Start of Data excerpts
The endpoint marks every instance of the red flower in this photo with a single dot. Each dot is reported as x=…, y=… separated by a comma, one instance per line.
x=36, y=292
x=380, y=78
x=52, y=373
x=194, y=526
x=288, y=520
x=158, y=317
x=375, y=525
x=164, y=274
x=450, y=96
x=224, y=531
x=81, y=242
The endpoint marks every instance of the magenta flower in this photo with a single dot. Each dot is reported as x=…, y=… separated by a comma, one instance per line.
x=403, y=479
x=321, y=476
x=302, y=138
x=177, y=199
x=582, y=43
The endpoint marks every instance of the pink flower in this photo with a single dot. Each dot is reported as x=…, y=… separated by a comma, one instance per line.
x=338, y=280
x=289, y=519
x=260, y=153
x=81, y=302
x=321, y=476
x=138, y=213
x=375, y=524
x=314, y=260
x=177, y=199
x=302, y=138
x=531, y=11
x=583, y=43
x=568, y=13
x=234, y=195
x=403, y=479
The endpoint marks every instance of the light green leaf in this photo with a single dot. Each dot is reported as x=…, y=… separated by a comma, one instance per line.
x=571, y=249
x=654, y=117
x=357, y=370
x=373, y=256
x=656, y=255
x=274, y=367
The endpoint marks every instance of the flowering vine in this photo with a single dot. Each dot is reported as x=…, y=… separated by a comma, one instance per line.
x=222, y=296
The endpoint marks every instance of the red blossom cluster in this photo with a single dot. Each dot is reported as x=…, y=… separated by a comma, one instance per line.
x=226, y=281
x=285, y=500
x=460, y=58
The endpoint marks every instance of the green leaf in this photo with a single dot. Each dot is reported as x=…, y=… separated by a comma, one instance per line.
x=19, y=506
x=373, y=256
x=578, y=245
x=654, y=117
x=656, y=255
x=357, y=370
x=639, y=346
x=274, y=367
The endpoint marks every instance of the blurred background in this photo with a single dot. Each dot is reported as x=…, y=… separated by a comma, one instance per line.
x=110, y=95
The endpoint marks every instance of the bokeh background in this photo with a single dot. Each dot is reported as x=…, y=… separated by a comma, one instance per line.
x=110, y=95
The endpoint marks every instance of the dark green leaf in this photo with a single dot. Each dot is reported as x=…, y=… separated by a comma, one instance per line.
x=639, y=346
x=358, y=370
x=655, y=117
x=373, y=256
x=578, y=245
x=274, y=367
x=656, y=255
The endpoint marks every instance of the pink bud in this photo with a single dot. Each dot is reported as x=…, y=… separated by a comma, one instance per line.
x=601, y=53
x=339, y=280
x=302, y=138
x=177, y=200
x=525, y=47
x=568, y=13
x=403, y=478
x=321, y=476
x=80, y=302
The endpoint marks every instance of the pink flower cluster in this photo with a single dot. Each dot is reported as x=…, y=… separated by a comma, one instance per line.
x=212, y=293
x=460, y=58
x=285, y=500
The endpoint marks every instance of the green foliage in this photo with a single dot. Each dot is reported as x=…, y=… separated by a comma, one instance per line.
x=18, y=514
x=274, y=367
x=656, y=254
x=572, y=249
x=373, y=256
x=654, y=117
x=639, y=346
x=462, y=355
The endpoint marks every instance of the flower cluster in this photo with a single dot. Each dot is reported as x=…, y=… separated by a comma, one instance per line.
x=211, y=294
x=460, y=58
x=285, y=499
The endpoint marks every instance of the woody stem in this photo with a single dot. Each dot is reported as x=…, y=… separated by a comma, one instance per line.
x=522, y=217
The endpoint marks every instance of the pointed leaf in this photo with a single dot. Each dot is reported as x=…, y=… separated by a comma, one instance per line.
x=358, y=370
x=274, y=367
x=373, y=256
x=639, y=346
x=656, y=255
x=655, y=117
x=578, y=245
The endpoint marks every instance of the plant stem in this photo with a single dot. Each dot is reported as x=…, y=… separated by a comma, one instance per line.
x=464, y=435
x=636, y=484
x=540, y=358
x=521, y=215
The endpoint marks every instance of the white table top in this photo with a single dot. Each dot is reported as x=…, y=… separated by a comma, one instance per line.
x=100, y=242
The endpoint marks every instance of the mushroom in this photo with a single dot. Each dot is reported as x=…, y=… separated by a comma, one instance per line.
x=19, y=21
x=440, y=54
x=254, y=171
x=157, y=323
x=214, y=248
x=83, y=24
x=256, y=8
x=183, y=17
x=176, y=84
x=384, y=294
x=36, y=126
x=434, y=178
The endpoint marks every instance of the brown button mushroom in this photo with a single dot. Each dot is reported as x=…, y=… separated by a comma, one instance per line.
End of Data excerpts
Repeat all of the items above exactly as they appear, line for line.

- Written response:
The endpoint marks every instance of the red flower in this photo with a single dot. Each dot is reported as x=…, y=… separated by a comma, one instance per line.
x=36, y=292
x=380, y=78
x=52, y=373
x=194, y=526
x=288, y=520
x=158, y=317
x=375, y=525
x=164, y=274
x=450, y=96
x=224, y=531
x=81, y=242
The endpoint marks every instance of the magenta flower in this photo with a single dot. Each dot is reported as x=…, y=… separated by a comma, one instance per line.
x=403, y=479
x=321, y=476
x=302, y=138
x=177, y=199
x=582, y=43
The endpoint marks every instance of the pink flower in this photo with a single dot. Each dot is reported as x=…, y=… separated by a comma, one instance per line.
x=338, y=280
x=289, y=519
x=260, y=153
x=81, y=302
x=321, y=476
x=138, y=213
x=375, y=524
x=314, y=260
x=177, y=199
x=302, y=138
x=531, y=11
x=583, y=43
x=568, y=13
x=234, y=195
x=403, y=479
The endpoint marks every instance of the light green leaf in this photo with a single dot. Each dot is reported as x=…, y=… separated by a comma, one instance per line.
x=571, y=249
x=654, y=117
x=357, y=370
x=373, y=256
x=656, y=255
x=274, y=367
The endpoint marks every instance of the flowering vine in this photo with a single dot. Each dot is reported as x=…, y=… separated by a comma, one instance per line.
x=222, y=296
The endpoint marks every instance of the red blossom cluster in this photo with a single dot. Each dot is reported as x=…, y=… separated by a comma, one instance per line.
x=226, y=281
x=285, y=500
x=460, y=58
The endpoint marks every instance of the green leaf in this photo with a single dot. Each dot is reported as x=…, y=… separated by a comma, one instance per line.
x=19, y=506
x=373, y=256
x=578, y=245
x=654, y=117
x=656, y=255
x=357, y=370
x=639, y=346
x=274, y=367
The endpoint marks every instance of the blurred background in this photo with a single dot. Each dot is reported as x=…, y=… separated by a comma, one instance per line.
x=110, y=95
The endpoint marks every instance of the bokeh background in this photo with a single dot. Each dot is reported as x=…, y=… separated by a comma, one instance per line.
x=110, y=95
The endpoint marks every instance of the dark green leaf in this photo with a single dot. Each dot is reported as x=…, y=… separated by a comma, one instance per line.
x=639, y=346
x=358, y=370
x=655, y=117
x=373, y=256
x=578, y=245
x=274, y=367
x=656, y=255
The endpoint marks every instance of the pink bud in this photo with a single dot. Each dot is reported as x=…, y=… separated by a comma, one instance per line.
x=601, y=53
x=339, y=280
x=302, y=138
x=177, y=200
x=525, y=47
x=568, y=13
x=403, y=478
x=321, y=476
x=80, y=302
The endpoint marks every instance of the pink flower cluster in this photo with a single dot. Each dot is reported as x=…, y=… separated by a comma, one instance per line.
x=212, y=293
x=460, y=58
x=285, y=500
The endpoint marks every instance of the green foliage in this photo with a single dot. Each dot is reported as x=…, y=… separated by a comma, one instance per line.
x=18, y=514
x=274, y=367
x=656, y=254
x=572, y=249
x=373, y=256
x=654, y=117
x=639, y=346
x=462, y=355
The endpoint marks every instance of the flower cluster in this photo with a single dot. Each dot is reported as x=…, y=… separated by a comma, one instance per line.
x=211, y=294
x=460, y=58
x=285, y=499
The endpoint marks every instance of the woody stem in this photo with a single dot. Each dot is reported as x=…, y=… separated by a comma, one instance per line.
x=522, y=217
The endpoint marks every instance of the pointed leaf in this photo with a single dot. Each dot is reported as x=…, y=… separated by a comma, one instance per line.
x=358, y=370
x=274, y=367
x=373, y=256
x=639, y=346
x=656, y=255
x=655, y=117
x=578, y=245
The endpoint marks every instance of the plant stem in this photo with a single dot. Each dot is reported as x=…, y=… separated by a comma, one instance per line.
x=464, y=435
x=636, y=484
x=540, y=358
x=521, y=215
The endpoint marks every instance of the white table top in this photo with a single dot. Each dot is reported as x=…, y=… separated by a comma, one instance per line.
x=100, y=242
The endpoint marks every instance of the mushroom in this photo with a single dot. Each dot is reported as x=…, y=… separated by a comma, one instance per line.
x=19, y=21
x=440, y=54
x=254, y=171
x=157, y=323
x=214, y=248
x=83, y=24
x=256, y=8
x=183, y=17
x=176, y=84
x=384, y=294
x=36, y=126
x=434, y=178
The endpoint marks every instance of the brown button mushroom in this photo with a single dot. Each dot is reported as x=…, y=… separated by a comma, one instance per line.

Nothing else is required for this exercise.